### REQUIRED WORK
List all lines in the material below that contain "water".

### INFORMATION PROVIDED
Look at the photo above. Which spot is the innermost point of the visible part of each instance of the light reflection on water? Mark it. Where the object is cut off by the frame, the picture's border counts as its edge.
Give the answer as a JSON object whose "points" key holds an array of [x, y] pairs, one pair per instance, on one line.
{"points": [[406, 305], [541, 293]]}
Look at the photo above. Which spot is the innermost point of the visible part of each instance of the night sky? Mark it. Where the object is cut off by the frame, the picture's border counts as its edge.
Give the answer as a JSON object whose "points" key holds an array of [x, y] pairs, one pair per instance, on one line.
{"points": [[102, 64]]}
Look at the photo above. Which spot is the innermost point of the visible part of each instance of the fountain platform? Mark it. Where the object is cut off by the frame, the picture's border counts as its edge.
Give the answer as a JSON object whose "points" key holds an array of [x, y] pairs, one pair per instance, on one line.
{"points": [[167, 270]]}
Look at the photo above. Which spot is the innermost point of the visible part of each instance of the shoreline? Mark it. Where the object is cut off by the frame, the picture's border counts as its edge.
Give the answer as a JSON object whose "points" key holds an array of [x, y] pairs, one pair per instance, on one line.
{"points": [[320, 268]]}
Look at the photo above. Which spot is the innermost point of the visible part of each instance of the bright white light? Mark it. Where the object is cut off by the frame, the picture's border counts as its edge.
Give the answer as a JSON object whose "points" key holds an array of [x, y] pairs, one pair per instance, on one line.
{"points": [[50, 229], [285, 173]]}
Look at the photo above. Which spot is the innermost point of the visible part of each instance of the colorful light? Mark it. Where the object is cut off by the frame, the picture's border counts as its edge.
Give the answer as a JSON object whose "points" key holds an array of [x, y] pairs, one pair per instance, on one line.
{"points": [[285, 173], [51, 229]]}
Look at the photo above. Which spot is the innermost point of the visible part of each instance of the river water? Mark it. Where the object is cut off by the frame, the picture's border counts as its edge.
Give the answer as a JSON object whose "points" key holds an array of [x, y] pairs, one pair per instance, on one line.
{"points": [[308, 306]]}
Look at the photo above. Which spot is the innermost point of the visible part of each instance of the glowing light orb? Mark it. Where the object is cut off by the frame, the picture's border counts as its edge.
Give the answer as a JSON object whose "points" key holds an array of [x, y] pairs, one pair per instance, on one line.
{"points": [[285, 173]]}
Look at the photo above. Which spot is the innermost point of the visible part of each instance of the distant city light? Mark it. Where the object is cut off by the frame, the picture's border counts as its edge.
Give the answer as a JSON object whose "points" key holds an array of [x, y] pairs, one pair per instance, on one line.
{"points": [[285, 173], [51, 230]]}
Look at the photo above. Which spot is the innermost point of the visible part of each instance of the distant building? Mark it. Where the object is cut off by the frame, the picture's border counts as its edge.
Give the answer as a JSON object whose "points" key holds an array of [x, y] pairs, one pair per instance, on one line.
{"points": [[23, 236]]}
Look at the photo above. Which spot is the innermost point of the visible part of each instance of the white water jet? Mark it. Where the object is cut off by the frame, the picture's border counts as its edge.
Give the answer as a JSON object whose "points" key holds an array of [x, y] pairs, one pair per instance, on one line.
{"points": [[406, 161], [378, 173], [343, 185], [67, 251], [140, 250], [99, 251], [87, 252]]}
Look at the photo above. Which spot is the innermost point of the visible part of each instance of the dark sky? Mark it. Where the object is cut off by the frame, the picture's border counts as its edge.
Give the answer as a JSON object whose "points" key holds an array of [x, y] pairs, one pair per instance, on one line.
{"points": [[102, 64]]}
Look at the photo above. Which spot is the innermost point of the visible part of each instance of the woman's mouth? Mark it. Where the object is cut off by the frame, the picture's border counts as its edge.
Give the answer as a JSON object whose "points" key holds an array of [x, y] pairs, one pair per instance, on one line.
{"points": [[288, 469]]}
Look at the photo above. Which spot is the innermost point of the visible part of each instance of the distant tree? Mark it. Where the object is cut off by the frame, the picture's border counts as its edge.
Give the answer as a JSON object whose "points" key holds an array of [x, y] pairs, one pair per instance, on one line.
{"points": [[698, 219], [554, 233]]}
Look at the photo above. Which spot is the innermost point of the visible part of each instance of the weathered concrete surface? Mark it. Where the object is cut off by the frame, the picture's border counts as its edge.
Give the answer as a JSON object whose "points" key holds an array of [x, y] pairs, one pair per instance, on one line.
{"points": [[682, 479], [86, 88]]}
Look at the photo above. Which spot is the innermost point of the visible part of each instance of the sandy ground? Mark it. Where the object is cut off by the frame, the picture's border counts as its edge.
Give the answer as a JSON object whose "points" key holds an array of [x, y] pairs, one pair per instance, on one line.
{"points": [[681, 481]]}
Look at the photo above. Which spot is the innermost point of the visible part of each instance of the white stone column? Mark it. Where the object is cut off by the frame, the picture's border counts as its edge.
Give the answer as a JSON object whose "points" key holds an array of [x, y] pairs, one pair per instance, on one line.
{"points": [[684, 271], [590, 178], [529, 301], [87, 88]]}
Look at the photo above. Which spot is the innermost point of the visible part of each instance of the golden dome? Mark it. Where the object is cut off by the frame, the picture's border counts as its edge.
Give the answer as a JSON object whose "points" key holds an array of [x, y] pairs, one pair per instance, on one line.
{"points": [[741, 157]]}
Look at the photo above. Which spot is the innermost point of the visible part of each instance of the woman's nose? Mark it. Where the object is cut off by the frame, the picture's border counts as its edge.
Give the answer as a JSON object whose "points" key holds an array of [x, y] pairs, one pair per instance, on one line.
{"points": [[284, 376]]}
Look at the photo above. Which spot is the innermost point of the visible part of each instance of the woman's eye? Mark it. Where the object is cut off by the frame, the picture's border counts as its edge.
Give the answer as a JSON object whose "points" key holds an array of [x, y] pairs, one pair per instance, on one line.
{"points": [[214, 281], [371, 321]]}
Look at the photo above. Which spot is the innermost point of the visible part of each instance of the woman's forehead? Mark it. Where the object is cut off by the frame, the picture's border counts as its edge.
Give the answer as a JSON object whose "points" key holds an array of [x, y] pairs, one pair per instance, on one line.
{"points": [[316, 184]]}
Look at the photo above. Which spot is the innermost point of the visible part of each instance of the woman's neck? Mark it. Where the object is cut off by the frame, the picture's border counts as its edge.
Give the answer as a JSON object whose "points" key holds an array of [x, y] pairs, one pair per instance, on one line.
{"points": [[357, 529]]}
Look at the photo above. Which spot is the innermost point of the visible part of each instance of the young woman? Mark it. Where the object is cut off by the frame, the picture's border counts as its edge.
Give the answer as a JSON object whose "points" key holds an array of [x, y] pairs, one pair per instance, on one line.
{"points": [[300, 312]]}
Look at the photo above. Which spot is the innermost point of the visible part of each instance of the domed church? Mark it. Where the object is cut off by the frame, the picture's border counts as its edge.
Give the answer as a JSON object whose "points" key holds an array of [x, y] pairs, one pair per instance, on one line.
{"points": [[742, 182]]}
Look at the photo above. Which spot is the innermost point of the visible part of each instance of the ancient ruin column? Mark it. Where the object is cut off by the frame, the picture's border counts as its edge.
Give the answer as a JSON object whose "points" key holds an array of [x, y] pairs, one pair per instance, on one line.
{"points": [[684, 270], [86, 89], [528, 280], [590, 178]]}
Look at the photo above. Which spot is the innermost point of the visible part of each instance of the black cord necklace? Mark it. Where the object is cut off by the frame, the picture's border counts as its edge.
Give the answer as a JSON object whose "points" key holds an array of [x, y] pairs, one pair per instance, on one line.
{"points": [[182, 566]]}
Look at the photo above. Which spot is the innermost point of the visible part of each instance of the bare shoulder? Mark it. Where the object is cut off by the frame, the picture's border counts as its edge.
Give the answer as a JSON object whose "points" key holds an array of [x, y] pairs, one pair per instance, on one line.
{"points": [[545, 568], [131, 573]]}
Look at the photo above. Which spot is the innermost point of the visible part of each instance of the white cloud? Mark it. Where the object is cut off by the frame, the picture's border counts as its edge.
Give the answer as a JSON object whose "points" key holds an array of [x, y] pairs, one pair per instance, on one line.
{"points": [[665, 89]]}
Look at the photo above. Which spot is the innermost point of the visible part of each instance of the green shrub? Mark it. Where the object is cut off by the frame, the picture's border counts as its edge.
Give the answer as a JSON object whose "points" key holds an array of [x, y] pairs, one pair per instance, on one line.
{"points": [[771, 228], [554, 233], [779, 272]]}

### YOUR SOLUTION
Look at the photo above. Which spot is the innermost point of the visible part of each instance of the light reflection on water? Mark it. Where the object is cut off by the frame, the picture's border counts as its edge.
Look at the photo above. Which spot is the innermost point of the visible part of each instance of the river water? Mark it. Where the object is cut off by the frame, the picture's border counts as its edge.
Look at the photo above. Which spot is the innermost point of the visible part of each instance of the white water jet? Mark it. Where the object is cut off by the frame, the picture's border counts as its edge.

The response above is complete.